* What to do
Exactly reproduce the lines beginning with the line that includes "pin: the man's" and ending with the last line of the data.

++++ Data records ++++

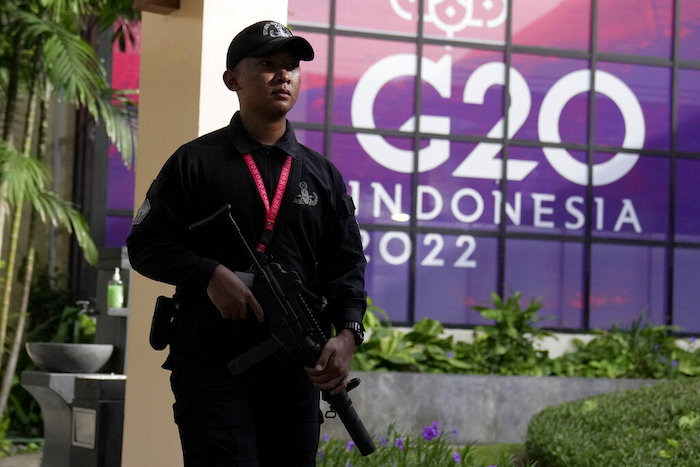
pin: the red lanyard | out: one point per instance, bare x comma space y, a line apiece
271, 210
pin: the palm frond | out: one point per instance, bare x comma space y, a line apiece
24, 177
51, 207
73, 68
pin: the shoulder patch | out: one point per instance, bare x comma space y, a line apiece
142, 212
349, 205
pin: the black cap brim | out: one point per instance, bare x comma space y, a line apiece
297, 44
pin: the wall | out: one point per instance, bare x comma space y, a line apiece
183, 58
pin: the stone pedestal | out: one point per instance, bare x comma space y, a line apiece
56, 395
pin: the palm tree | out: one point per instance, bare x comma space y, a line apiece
43, 53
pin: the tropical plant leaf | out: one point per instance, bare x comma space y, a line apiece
58, 211
23, 177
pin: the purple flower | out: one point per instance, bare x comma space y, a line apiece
431, 431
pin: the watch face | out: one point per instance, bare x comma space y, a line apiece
357, 331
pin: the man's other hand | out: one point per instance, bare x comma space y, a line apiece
231, 296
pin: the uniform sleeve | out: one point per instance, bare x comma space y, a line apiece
341, 261
157, 244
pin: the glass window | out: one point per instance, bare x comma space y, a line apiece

++++

* Worked solution
pin: the man's other hand | out: one point per instance, bare x comma space y, a line apiece
231, 296
pin: the uniform sleeve | out: one point per instance, bare x comma space y, a line apiece
341, 261
157, 244
pin: the glass window | out: one point per instance, bare x comma space y, a line apiece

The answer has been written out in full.